ENREGISTREMENTS FOURNIS —
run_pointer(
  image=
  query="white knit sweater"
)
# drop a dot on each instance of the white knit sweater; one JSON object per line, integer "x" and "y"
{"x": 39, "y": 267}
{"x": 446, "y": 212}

OBJECTIF DE L'EXERCICE — Recopiez mot pour mot l'ensemble des enregistrements ci-dessus, sans rien modifier.

RÉPONSE —
run_pointer(
  image=
  query="white knit sweater"
)
# drop a dot on each instance of the white knit sweater; one JSON object per line, integer "x" and "y"
{"x": 39, "y": 267}
{"x": 446, "y": 212}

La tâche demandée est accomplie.